- **TEXT**:

-- Start --

Rape and the Holocaust

Recently on Jewniverse we featured information about Dr. Gisella Perl, a gynecologist who provided abortions to women in Auschwitz who would otherwise have been killed. One of the rather obvious implications here is that women were being raped in the camps. Some undoubtedly arrived pregnant, but others did not. Amazingly, there have never been any English studies or academic discussions of rape in the Holocaust until last year.

The United States Holocaust Memorial Museum in Washington, D.C has featured testimonials of rape survivors from the Democratic Republic of Congo and other conflict zones, but until recently they couldn’t feature the same kinds of testimonials from Holocaust survivors—those testimonials just didn’t exist. But a new book takes a look at some of the untold stories of sexual abuse in the Holocaust.

-- End --

- **Items drawn from a dataset**:

-- Start --

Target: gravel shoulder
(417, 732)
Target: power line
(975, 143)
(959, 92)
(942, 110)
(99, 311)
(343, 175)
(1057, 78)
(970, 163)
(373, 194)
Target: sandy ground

-- End --

- **TO DO**: Please copy the stretch of the text on rape in the Holocaust from "Rape and the" through "in the Holocaust.". The records were gathered from a different source than the text on rape in the Holocaust.

- **SOLUTION TO THE PROBLEM**:
Rape and the Holocaust

Recently on Jewniverse we featured information about Dr. Gisella Perl, a gynecologist who provided abortions to women in Auschwitz who would otherwise have been killed. One of the rather obvious implications here is that women were being raped in the camps. Some undoubtedly arrived pregnant, but others did not. Amazingly, there have never been any English studies or academic discussions of rape in the Holocaust until last year.

The United States Holocaust Memorial Museum in Washington, D.C has featured testimonials of rape survivors from the Democratic Republic of Congo and other conflict zones, but until recently they couldn’t feature the same kinds of testimonials from Holocaust survivors—those testimonials just didn’t exist. But a new book takes a look at some of the untold stories of sexual abuse in the Holocaust.